--- START Exercise materials ---

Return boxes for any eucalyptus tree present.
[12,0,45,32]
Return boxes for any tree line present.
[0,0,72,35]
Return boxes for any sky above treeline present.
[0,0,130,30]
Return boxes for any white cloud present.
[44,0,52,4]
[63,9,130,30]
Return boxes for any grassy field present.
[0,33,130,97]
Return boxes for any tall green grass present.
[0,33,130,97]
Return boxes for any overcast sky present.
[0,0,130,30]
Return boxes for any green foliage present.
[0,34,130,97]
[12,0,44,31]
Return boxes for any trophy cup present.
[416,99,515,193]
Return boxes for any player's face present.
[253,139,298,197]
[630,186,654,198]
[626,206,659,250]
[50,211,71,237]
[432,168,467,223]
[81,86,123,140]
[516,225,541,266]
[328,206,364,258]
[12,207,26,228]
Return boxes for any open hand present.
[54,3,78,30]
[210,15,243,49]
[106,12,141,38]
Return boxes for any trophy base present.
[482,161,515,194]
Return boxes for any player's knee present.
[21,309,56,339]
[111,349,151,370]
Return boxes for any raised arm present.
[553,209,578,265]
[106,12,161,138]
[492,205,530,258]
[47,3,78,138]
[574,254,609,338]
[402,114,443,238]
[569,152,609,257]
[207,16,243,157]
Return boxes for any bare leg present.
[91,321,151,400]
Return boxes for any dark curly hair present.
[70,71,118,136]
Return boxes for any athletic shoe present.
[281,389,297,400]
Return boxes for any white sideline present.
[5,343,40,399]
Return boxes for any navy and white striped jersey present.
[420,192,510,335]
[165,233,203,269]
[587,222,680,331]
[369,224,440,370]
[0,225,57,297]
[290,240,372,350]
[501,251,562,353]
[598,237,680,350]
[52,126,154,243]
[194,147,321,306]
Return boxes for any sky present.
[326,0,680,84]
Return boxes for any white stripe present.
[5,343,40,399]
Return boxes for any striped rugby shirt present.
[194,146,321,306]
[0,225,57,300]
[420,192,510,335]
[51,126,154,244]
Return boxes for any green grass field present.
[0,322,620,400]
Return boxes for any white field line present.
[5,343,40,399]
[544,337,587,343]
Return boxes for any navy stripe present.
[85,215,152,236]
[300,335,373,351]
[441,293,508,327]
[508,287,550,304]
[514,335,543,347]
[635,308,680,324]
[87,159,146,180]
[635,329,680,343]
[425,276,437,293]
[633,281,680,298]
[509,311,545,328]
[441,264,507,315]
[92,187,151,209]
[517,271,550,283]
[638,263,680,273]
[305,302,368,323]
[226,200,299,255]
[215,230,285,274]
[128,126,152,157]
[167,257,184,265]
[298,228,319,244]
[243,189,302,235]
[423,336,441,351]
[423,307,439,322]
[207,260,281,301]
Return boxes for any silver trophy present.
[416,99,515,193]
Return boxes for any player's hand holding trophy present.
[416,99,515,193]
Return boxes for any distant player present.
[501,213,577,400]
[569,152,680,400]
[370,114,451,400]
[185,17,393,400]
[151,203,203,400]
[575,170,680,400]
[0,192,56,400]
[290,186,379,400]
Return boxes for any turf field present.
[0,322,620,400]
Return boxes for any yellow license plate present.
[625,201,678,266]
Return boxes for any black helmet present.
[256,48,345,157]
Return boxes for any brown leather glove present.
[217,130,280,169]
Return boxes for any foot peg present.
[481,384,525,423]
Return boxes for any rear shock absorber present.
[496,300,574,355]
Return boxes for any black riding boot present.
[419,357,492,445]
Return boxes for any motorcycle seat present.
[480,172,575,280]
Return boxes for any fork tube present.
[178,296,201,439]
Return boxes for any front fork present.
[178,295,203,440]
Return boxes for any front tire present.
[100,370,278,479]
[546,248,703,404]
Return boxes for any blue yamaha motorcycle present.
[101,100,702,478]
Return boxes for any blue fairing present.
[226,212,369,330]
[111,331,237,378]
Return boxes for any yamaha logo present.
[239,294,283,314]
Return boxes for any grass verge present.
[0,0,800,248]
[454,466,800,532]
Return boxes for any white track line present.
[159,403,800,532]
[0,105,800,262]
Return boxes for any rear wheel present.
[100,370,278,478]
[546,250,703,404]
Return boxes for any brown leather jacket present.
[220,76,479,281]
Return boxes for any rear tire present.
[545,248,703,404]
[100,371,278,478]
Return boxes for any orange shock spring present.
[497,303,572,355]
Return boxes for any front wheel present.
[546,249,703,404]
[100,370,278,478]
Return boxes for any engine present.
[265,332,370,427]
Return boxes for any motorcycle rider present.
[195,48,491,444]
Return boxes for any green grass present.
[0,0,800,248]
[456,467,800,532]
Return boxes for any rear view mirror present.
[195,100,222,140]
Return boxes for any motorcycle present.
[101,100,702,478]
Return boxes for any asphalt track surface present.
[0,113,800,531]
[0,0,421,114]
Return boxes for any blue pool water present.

--- END Exercise materials ---

--- Aim of the exercise ---
Extract each line from the items above that contains the string "yamaha", copying every matching line in full.

--- Answer below ---
Return boxes for any blue yamaha motorcycle present.
Return boxes for any yamaha logo present.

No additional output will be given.